Page excerpt
Reuters reports that the insurance industry-supported Insurance Institute for Highway Safety has cited two General Motors cars--the Camaro and the Chevrolet Corvette--as having extremely high death rates. The institute rated the Camaro as the passenger vehicle with the most driver deaths per 10,000 registered vehicles.

The Institute partially ascribed the high death rates in the cars to their involvement in many single car crashes: "the high rates in these two vehicles are in part because of their over-involvement in high-speed, single-vehicle accidents."

In addition to the Camaro and Corvette, high death rates plague the Geo Tracker (a sport utility vehicle that Suzuki Motor Corporation makes for GM). and the Hyundai Scoupe (a small two-door made by Hyundai Motor Company).

The institute rated 153 passenger vehicles in all, and its study reveals that larger cars are generally safer than smaller ones. The Insurance Institute's President, Brian O'Neill, said that the study serves to "reinforce the conclusion that bigger is better when it comes to protecting people in passenger vehicles from crash deaths and injuries."

Data supplied
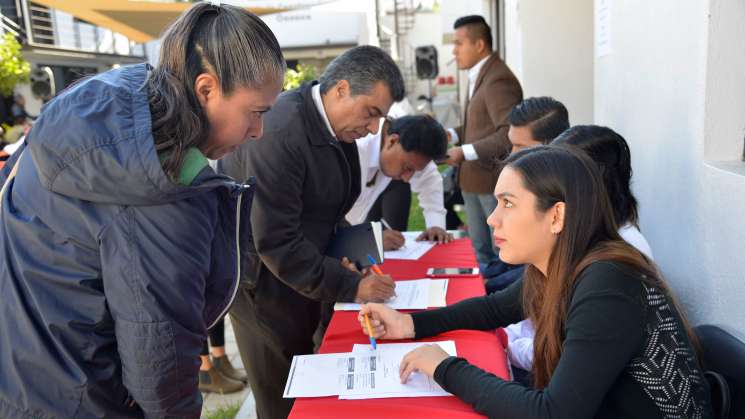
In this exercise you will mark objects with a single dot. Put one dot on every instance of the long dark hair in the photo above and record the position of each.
(229, 42)
(611, 153)
(590, 234)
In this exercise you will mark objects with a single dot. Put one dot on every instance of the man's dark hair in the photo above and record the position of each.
(477, 28)
(545, 116)
(363, 67)
(421, 134)
(610, 151)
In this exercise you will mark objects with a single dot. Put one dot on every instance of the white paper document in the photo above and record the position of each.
(388, 380)
(415, 294)
(412, 249)
(316, 375)
(361, 374)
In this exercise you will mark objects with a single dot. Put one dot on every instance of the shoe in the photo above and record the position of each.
(222, 363)
(212, 381)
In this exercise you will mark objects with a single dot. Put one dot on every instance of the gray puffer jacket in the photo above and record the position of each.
(110, 273)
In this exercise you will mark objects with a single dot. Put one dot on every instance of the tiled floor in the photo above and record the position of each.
(213, 401)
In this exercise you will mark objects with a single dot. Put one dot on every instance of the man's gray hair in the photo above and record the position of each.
(363, 67)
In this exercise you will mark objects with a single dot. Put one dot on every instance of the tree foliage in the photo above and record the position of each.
(294, 78)
(13, 68)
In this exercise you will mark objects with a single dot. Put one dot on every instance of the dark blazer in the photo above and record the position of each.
(485, 125)
(306, 181)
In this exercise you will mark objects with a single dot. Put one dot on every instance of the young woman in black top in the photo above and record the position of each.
(610, 340)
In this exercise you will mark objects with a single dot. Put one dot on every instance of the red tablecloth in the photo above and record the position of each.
(482, 349)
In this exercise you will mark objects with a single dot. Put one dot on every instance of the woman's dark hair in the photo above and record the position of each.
(562, 174)
(421, 134)
(611, 154)
(545, 116)
(232, 44)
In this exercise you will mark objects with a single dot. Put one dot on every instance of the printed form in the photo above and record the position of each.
(361, 374)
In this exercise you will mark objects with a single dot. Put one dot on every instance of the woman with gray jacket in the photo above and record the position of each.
(119, 243)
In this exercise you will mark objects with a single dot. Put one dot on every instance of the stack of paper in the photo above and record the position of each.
(416, 294)
(361, 374)
(412, 249)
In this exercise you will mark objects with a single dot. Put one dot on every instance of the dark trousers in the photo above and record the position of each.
(393, 205)
(271, 324)
(217, 337)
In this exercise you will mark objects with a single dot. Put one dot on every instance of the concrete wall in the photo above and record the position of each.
(667, 87)
(549, 46)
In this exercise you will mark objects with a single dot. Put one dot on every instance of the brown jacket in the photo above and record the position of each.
(485, 125)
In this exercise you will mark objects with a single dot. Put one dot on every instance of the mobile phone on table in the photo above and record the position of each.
(448, 272)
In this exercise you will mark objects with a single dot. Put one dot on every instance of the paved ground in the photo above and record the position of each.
(213, 401)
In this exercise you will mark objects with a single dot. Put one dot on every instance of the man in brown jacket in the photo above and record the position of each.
(482, 139)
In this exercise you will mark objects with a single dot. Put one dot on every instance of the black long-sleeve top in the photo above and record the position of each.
(625, 354)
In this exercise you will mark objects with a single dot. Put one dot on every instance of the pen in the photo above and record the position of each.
(388, 227)
(374, 266)
(377, 270)
(369, 332)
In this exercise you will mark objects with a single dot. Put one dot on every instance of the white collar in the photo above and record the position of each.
(473, 72)
(316, 94)
(374, 161)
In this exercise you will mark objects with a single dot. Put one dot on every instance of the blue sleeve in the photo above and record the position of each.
(155, 263)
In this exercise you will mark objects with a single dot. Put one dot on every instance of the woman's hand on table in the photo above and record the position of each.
(386, 323)
(423, 359)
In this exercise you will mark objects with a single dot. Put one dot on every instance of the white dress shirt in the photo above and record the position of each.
(469, 153)
(427, 183)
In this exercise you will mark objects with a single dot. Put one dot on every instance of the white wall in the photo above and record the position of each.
(550, 49)
(653, 89)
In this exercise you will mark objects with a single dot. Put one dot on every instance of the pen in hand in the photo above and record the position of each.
(376, 269)
(369, 332)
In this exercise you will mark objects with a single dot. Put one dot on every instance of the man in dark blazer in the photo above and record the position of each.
(482, 138)
(307, 178)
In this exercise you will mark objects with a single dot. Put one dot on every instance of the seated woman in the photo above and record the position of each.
(611, 341)
(611, 154)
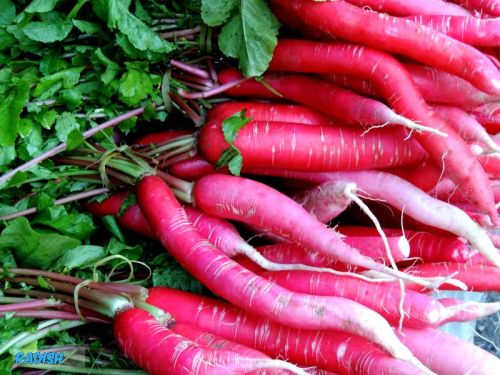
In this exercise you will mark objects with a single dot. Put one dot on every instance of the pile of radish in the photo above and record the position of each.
(365, 163)
(386, 107)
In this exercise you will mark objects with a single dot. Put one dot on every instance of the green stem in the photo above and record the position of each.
(62, 146)
(58, 202)
(61, 326)
(13, 341)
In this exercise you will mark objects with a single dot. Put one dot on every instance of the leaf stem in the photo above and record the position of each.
(62, 146)
(58, 202)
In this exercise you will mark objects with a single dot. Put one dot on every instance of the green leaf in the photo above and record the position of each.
(250, 36)
(7, 13)
(78, 225)
(112, 68)
(49, 85)
(174, 276)
(216, 12)
(49, 31)
(33, 249)
(6, 40)
(231, 157)
(11, 107)
(142, 37)
(66, 125)
(233, 124)
(135, 86)
(41, 6)
(7, 155)
(87, 27)
(80, 257)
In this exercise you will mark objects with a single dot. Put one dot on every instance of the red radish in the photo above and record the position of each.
(424, 175)
(489, 7)
(415, 203)
(245, 289)
(326, 201)
(434, 85)
(491, 164)
(144, 340)
(478, 278)
(394, 81)
(428, 247)
(339, 19)
(220, 233)
(192, 169)
(384, 298)
(249, 201)
(211, 341)
(371, 246)
(131, 219)
(489, 116)
(325, 97)
(311, 148)
(270, 112)
(405, 8)
(462, 357)
(466, 311)
(161, 137)
(466, 126)
(331, 350)
(479, 32)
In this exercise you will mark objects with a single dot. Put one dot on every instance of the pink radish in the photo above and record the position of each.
(405, 8)
(143, 339)
(323, 96)
(339, 19)
(247, 290)
(471, 30)
(330, 350)
(464, 357)
(312, 148)
(392, 79)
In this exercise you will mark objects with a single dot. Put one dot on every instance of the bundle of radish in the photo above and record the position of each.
(387, 107)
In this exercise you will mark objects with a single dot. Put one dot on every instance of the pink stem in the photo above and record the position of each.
(177, 34)
(29, 305)
(62, 146)
(190, 69)
(212, 92)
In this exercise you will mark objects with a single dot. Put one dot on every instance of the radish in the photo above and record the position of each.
(477, 277)
(341, 20)
(384, 298)
(471, 30)
(488, 7)
(392, 79)
(428, 247)
(415, 203)
(220, 233)
(270, 112)
(405, 8)
(330, 350)
(326, 201)
(466, 126)
(371, 246)
(463, 358)
(434, 85)
(323, 96)
(192, 169)
(144, 340)
(249, 201)
(247, 290)
(311, 148)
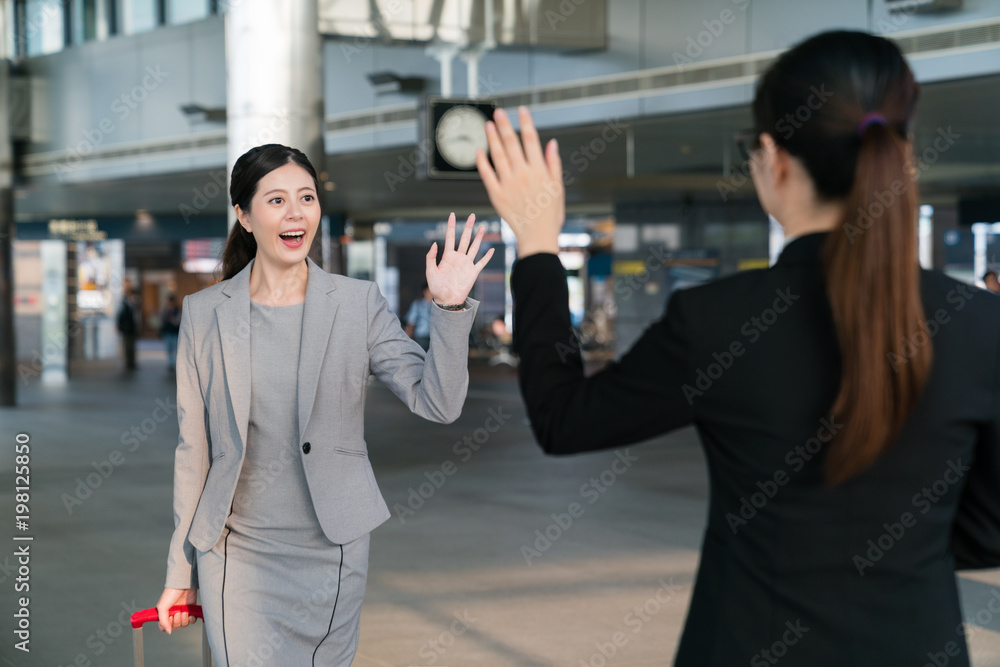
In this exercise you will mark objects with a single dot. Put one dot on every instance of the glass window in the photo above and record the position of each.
(182, 11)
(136, 16)
(7, 27)
(84, 21)
(41, 29)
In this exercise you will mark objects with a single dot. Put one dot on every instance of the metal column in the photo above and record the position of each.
(274, 90)
(8, 358)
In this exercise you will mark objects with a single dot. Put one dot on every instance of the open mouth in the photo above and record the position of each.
(293, 239)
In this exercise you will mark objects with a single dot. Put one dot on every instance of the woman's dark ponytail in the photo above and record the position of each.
(241, 246)
(853, 96)
(873, 282)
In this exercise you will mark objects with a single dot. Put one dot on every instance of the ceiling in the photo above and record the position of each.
(674, 157)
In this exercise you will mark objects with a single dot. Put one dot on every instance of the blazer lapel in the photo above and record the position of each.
(317, 325)
(233, 316)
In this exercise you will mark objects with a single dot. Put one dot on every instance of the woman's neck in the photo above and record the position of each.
(817, 218)
(278, 286)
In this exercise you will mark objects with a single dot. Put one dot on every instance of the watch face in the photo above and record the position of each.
(461, 130)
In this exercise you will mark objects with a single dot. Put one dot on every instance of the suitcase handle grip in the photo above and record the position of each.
(143, 616)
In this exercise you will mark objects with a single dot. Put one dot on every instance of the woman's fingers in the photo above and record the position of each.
(511, 142)
(484, 261)
(463, 244)
(449, 235)
(474, 248)
(497, 151)
(529, 137)
(487, 174)
(553, 161)
(432, 258)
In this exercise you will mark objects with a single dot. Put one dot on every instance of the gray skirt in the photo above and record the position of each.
(264, 598)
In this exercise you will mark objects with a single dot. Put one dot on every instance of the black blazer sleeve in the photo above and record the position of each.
(634, 399)
(975, 539)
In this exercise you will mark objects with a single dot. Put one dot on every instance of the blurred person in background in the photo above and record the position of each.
(127, 323)
(991, 281)
(169, 328)
(852, 442)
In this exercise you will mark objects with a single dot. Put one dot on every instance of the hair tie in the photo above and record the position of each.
(870, 118)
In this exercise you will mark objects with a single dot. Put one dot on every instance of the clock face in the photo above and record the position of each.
(461, 130)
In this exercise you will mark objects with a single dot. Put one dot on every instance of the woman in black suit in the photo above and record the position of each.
(848, 401)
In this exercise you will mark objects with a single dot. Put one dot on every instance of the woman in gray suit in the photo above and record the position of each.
(274, 496)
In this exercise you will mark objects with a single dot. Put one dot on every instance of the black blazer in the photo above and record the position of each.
(791, 571)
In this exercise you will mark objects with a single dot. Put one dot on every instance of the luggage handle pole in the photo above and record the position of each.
(144, 616)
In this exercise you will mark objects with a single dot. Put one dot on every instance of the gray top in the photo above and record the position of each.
(272, 493)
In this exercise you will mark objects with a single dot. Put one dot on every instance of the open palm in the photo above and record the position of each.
(451, 279)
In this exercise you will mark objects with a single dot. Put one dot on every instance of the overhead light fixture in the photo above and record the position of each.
(390, 82)
(216, 115)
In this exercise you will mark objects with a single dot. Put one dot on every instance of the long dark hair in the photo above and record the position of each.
(824, 102)
(252, 166)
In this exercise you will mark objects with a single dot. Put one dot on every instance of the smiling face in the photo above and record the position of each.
(284, 216)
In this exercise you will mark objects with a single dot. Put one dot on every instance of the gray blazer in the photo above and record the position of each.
(348, 333)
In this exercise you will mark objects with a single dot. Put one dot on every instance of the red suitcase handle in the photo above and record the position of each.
(143, 616)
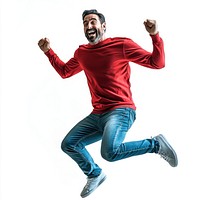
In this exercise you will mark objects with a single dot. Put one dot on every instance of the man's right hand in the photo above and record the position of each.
(44, 44)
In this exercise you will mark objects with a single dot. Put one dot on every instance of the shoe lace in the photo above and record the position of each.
(164, 156)
(89, 181)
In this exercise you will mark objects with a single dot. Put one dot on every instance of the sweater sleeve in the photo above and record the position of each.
(155, 59)
(65, 70)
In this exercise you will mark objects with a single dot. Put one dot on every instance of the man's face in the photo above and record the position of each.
(93, 29)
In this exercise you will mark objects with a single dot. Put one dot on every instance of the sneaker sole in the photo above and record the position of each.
(170, 147)
(100, 182)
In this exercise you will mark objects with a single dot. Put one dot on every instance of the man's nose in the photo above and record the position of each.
(89, 25)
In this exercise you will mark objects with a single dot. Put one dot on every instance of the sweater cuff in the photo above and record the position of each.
(49, 53)
(155, 38)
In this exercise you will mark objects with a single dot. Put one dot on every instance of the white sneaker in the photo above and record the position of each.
(166, 151)
(92, 184)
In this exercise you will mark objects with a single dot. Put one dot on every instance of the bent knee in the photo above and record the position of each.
(110, 157)
(66, 146)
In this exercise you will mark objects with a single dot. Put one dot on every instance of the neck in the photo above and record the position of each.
(99, 40)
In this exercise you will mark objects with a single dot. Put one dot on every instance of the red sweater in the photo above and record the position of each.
(106, 66)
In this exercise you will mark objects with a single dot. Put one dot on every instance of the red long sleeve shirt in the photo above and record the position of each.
(106, 66)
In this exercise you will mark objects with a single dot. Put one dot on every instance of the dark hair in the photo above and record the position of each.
(93, 11)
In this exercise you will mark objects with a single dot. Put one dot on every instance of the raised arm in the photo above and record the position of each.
(65, 70)
(135, 53)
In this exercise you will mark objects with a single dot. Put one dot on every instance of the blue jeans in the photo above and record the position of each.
(110, 127)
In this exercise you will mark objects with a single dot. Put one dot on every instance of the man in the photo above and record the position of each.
(105, 62)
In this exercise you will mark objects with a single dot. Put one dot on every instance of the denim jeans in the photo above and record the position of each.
(111, 128)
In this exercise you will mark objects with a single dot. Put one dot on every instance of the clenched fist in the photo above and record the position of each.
(44, 44)
(151, 26)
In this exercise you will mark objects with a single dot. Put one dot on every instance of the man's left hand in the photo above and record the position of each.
(151, 26)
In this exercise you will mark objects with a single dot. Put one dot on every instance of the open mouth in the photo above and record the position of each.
(91, 33)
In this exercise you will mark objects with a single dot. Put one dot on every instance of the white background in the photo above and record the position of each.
(38, 107)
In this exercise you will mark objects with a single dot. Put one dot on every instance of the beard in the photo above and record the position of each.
(94, 35)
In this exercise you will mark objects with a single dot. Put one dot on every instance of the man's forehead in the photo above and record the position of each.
(90, 17)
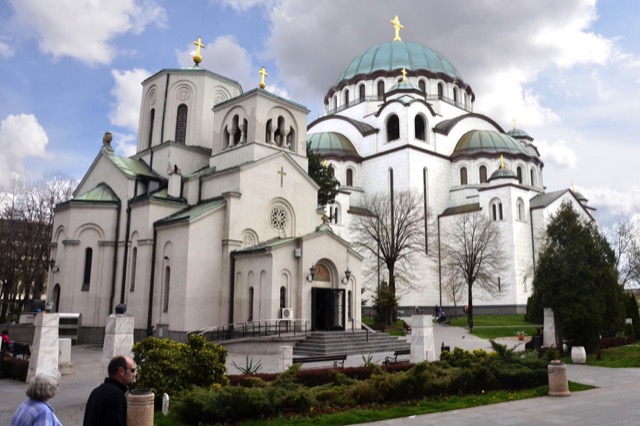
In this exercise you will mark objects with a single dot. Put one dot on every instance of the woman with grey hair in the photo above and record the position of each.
(35, 411)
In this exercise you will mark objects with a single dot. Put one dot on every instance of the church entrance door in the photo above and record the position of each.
(327, 309)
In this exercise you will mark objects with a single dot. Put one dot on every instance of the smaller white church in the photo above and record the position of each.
(213, 221)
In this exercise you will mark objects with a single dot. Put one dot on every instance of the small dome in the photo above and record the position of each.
(332, 144)
(491, 143)
(503, 174)
(396, 55)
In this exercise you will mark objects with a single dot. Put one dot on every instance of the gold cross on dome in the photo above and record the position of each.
(282, 174)
(197, 58)
(397, 26)
(262, 73)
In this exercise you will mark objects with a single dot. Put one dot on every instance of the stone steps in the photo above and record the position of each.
(349, 343)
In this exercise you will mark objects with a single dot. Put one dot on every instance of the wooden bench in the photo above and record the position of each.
(394, 359)
(21, 349)
(337, 359)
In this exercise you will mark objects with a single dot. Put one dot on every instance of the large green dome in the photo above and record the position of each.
(396, 55)
(488, 142)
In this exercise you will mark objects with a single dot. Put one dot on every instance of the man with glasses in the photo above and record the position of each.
(107, 404)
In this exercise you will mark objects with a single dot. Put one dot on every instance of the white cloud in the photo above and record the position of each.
(558, 153)
(6, 51)
(84, 29)
(21, 137)
(124, 144)
(128, 93)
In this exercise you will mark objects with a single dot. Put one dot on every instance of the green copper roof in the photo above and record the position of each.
(332, 144)
(396, 55)
(489, 142)
(102, 192)
(132, 167)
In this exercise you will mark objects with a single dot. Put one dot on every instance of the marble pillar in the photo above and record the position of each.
(422, 346)
(286, 357)
(549, 333)
(44, 349)
(118, 340)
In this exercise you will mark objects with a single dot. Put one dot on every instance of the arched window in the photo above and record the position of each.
(250, 304)
(181, 124)
(283, 297)
(519, 173)
(419, 127)
(533, 177)
(520, 209)
(152, 118)
(167, 287)
(393, 128)
(134, 261)
(496, 210)
(483, 174)
(86, 277)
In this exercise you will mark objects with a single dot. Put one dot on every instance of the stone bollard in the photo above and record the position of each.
(558, 381)
(140, 407)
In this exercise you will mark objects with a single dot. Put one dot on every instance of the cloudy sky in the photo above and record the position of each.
(567, 71)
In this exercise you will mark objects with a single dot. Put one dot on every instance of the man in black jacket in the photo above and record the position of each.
(107, 404)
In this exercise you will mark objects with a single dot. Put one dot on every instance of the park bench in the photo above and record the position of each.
(394, 359)
(337, 359)
(21, 349)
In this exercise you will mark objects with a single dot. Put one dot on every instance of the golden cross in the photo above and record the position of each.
(282, 174)
(397, 26)
(263, 73)
(197, 58)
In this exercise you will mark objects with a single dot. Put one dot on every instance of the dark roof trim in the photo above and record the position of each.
(364, 128)
(394, 73)
(444, 127)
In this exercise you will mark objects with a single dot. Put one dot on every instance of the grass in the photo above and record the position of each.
(495, 326)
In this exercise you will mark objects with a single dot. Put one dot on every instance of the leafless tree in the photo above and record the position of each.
(392, 231)
(26, 220)
(624, 238)
(471, 249)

Written request
Can you write the next part of the report on driver death rates by car model, starting after its final sentence?

The result
He issued a statement that said, "there's a clear problem with small passenger vehicles as a group."

O'Neill said, "The vehicles with the highest, or worst, driver death rates are small two-door cars, small pickups, small utility vehicles, and sports cars. The ones with the lowest, or best, death rates tend to be the large passenger vans, large station wagons, large and midsize luxury cars, and large utility vehicles."

The institute's rating scale was based on 100 as an average for all passenger vehicles. On that scale, the Camaro scored 297--very nearly three times the average. The Corvette scored 250, the Tracker 271, and the Scoupe 245. Averages for entire categories of vehicles ranged from 45 to 191.